Stored items
►

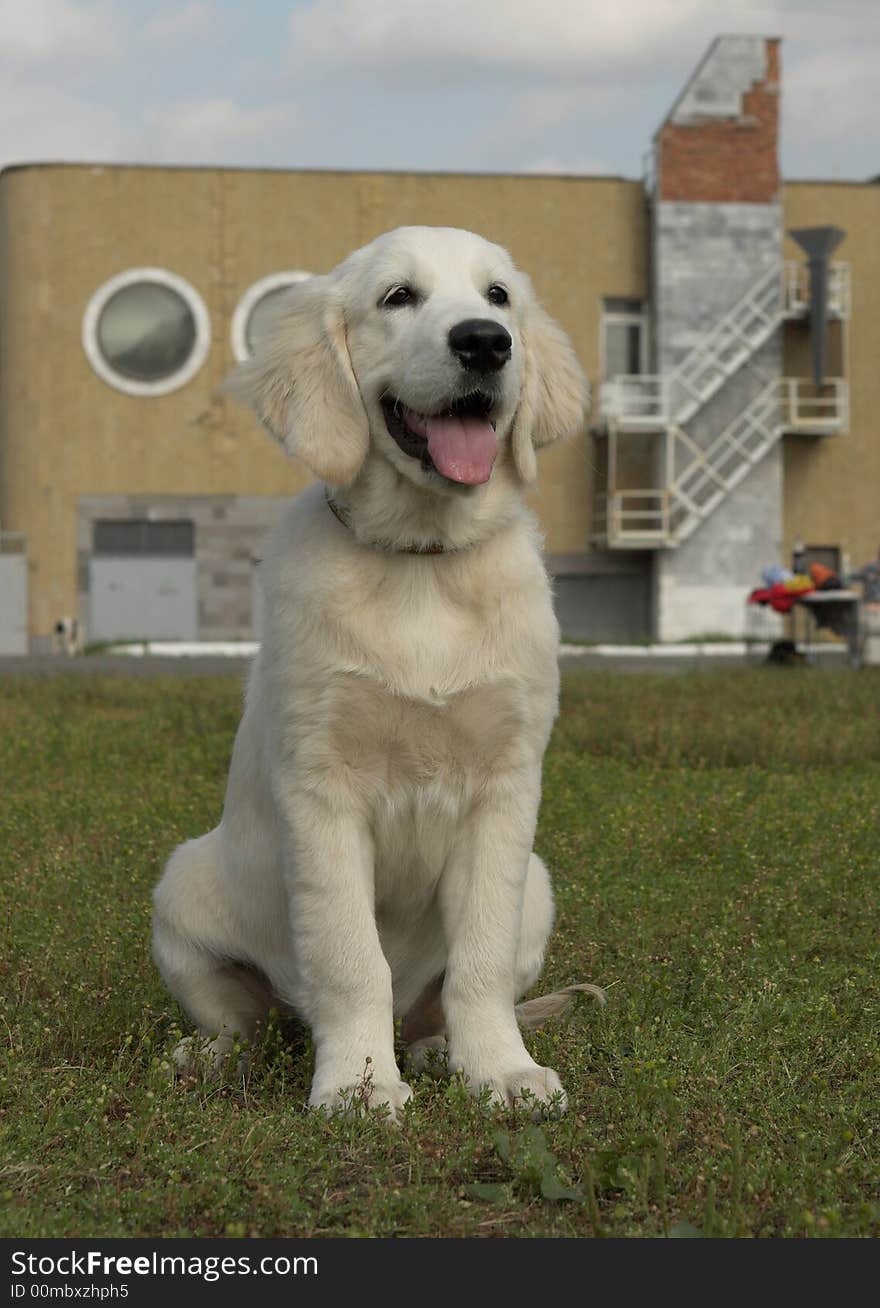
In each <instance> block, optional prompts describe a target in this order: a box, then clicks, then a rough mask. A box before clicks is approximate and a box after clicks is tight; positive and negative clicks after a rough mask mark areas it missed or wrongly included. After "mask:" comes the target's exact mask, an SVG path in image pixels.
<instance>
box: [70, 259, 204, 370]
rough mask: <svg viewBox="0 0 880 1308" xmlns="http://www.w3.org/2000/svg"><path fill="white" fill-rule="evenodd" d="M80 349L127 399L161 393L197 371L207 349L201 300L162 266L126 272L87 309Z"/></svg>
mask: <svg viewBox="0 0 880 1308" xmlns="http://www.w3.org/2000/svg"><path fill="white" fill-rule="evenodd" d="M82 345H84V348H85V352H86V356H88V358H89V362H90V364H92V366H93V368H94V370H95V373H97V374H98V375H99V377H101V378H103V381H105V382H107V383H109V385H110V386H115V387H116V390H120V391H127V392H128V394H129V395H165V394H167V392H169V391H175V390H178V387H180V386H184V385H186V383H187V382H188V381H190V379H191V378H192V377H195V374H196V373H197V371H199V369H200V368H201V365H203V364H204V361H205V356H207V353H208V349H209V347H211V324H209V319H208V310H207V309H205V305H204V301H203V298H201V296H200V294H199V293H197V292H196V290H195V289H194V288H192V286H191V285H190V283H188V281H184V280H183V277H178V276H177V275H175V273H173V272H167V271H166V269H165V268H129V269H128V271H127V272H123V273H120V275H119V276H118V277H111V279H110V281H106V283H105V284H103V286H101V288H99V289H98V290H97V292H95V293H94V296H93V297H92V300H90V301H89V305H88V307H86V311H85V318H84V320H82Z"/></svg>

◄

Required work: Your copy should match every record exactly and contain no pictures.

Response below:
In each <instance> block, optional prompts describe a target in this order: a box, then clicks, then a rough mask. A box before clicks is approximate and a box after clicks is tight; positive and negative clicks after a rough mask mark areas it missed or wrongly included. After "mask:" comes the target's exact mask, an SVG path in image pixels.
<instance>
box: [70, 259, 204, 370]
rough mask: <svg viewBox="0 0 880 1308" xmlns="http://www.w3.org/2000/svg"><path fill="white" fill-rule="evenodd" d="M80 349L127 399L161 393L197 371L207 349L201 300L162 266L126 272L87 309Z"/></svg>
mask: <svg viewBox="0 0 880 1308" xmlns="http://www.w3.org/2000/svg"><path fill="white" fill-rule="evenodd" d="M82 345H84V348H85V352H86V356H88V358H89V362H90V364H92V366H93V368H94V370H95V373H97V374H98V375H99V377H101V378H103V381H105V382H107V383H109V385H110V386H115V387H116V390H120V391H127V392H128V394H129V395H165V394H167V392H169V391H175V390H178V387H180V386H184V385H186V383H187V382H188V381H190V379H191V378H192V377H195V374H196V373H197V371H199V369H200V368H201V365H203V364H204V361H205V356H207V353H208V349H209V347H211V324H209V319H208V310H207V309H205V305H204V301H203V298H201V296H200V294H199V293H197V292H196V290H195V289H194V288H192V286H191V285H190V283H188V281H184V280H183V277H178V276H177V275H175V273H173V272H167V271H166V269H165V268H129V269H128V271H127V272H123V273H120V275H119V276H118V277H111V279H110V281H106V283H105V284H103V286H101V288H99V289H98V290H97V292H95V293H94V296H93V297H92V300H90V301H89V305H88V307H86V311H85V318H84V320H82Z"/></svg>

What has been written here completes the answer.